ACTIVITY: Only lines containing the string "with" belong in the answer; find them in the records and copy them.

SOURCE MATERIAL:
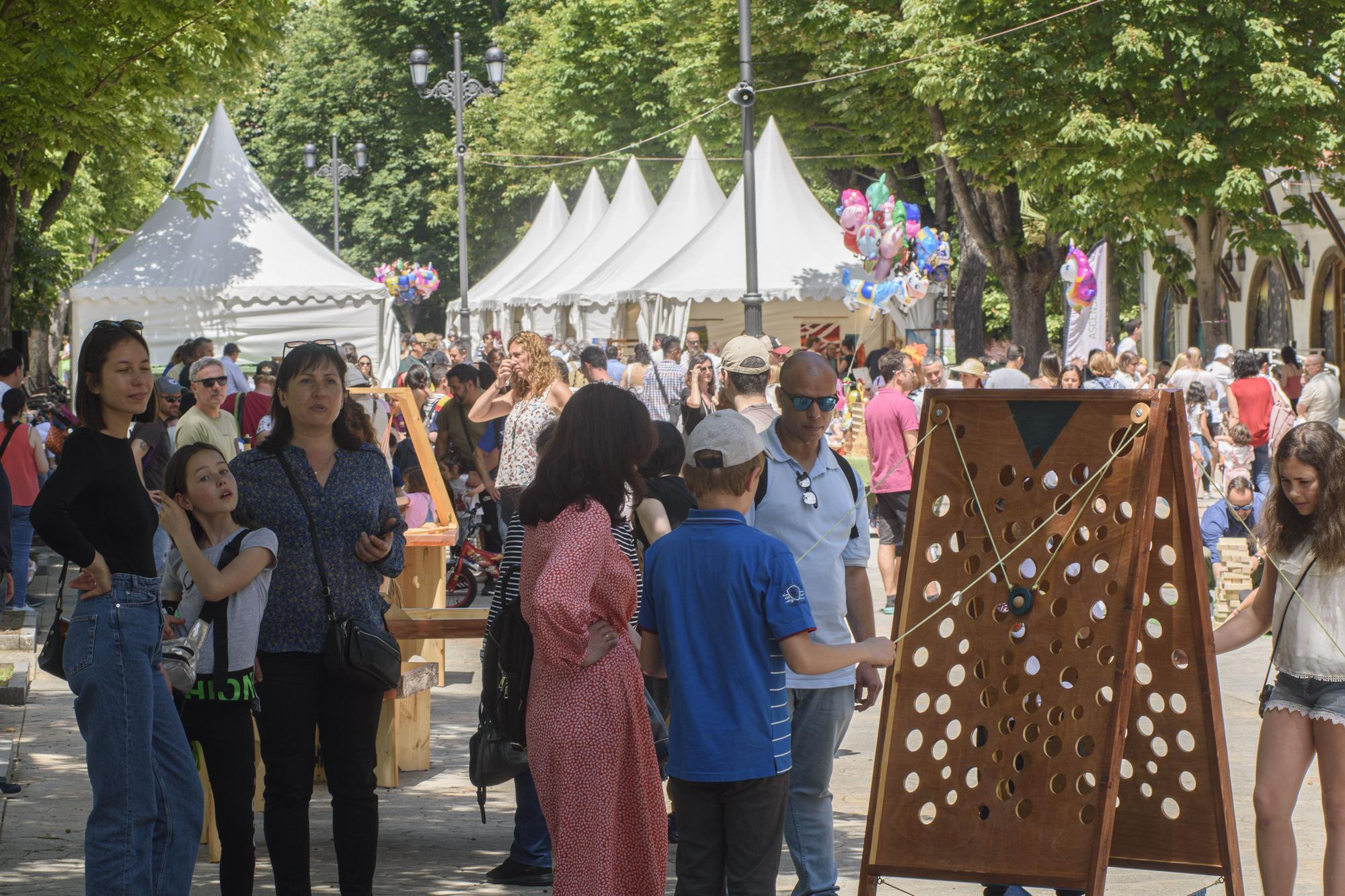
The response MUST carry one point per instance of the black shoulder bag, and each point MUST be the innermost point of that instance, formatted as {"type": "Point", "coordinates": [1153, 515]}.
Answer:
{"type": "Point", "coordinates": [1266, 686]}
{"type": "Point", "coordinates": [52, 659]}
{"type": "Point", "coordinates": [358, 651]}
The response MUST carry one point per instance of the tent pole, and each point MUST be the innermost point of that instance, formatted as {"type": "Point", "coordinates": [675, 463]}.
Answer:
{"type": "Point", "coordinates": [746, 96]}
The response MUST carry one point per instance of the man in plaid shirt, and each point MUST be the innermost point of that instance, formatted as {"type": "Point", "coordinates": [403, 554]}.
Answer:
{"type": "Point", "coordinates": [672, 376]}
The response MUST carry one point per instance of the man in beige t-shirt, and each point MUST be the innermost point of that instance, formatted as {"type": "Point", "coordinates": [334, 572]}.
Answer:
{"type": "Point", "coordinates": [1321, 396]}
{"type": "Point", "coordinates": [205, 421]}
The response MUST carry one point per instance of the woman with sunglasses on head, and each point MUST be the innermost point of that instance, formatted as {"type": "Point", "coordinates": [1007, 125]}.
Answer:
{"type": "Point", "coordinates": [314, 479]}
{"type": "Point", "coordinates": [145, 826]}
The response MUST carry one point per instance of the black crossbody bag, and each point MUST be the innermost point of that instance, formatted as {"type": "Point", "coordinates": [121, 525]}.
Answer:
{"type": "Point", "coordinates": [356, 650]}
{"type": "Point", "coordinates": [1266, 686]}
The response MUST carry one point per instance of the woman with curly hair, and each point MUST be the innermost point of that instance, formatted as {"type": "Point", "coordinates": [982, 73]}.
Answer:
{"type": "Point", "coordinates": [529, 392]}
{"type": "Point", "coordinates": [1300, 603]}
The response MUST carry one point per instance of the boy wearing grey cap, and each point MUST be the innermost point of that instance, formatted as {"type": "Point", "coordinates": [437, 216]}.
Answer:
{"type": "Point", "coordinates": [723, 615]}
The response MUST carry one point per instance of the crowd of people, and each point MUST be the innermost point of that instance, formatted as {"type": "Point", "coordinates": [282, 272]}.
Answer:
{"type": "Point", "coordinates": [670, 518]}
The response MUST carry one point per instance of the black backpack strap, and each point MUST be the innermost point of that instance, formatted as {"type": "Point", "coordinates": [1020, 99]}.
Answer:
{"type": "Point", "coordinates": [217, 614]}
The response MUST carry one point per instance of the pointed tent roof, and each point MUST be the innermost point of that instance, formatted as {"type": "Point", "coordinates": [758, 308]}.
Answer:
{"type": "Point", "coordinates": [248, 251]}
{"type": "Point", "coordinates": [688, 206]}
{"type": "Point", "coordinates": [800, 249]}
{"type": "Point", "coordinates": [633, 204]}
{"type": "Point", "coordinates": [588, 210]}
{"type": "Point", "coordinates": [548, 225]}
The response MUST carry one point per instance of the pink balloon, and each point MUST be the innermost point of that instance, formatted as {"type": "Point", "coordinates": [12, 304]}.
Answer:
{"type": "Point", "coordinates": [852, 217]}
{"type": "Point", "coordinates": [894, 241]}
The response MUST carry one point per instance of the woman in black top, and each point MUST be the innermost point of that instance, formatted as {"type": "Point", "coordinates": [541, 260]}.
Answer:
{"type": "Point", "coordinates": [145, 826]}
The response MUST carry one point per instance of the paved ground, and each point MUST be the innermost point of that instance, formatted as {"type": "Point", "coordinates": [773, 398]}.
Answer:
{"type": "Point", "coordinates": [432, 840]}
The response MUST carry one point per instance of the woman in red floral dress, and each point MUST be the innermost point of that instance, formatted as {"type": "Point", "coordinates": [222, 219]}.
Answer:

WRITTEN SOLUTION:
The response MUST carry one point per instance of the woman with sunglasses on head, and each point MUST be the innermost point of that instance, formatted as {"type": "Point", "coordinates": [1007, 125]}.
The response MUST carry one point per instance of the woman with curly hair, and each point MUST be the innermost point of that instance, formatted as {"type": "Point", "coordinates": [982, 73]}.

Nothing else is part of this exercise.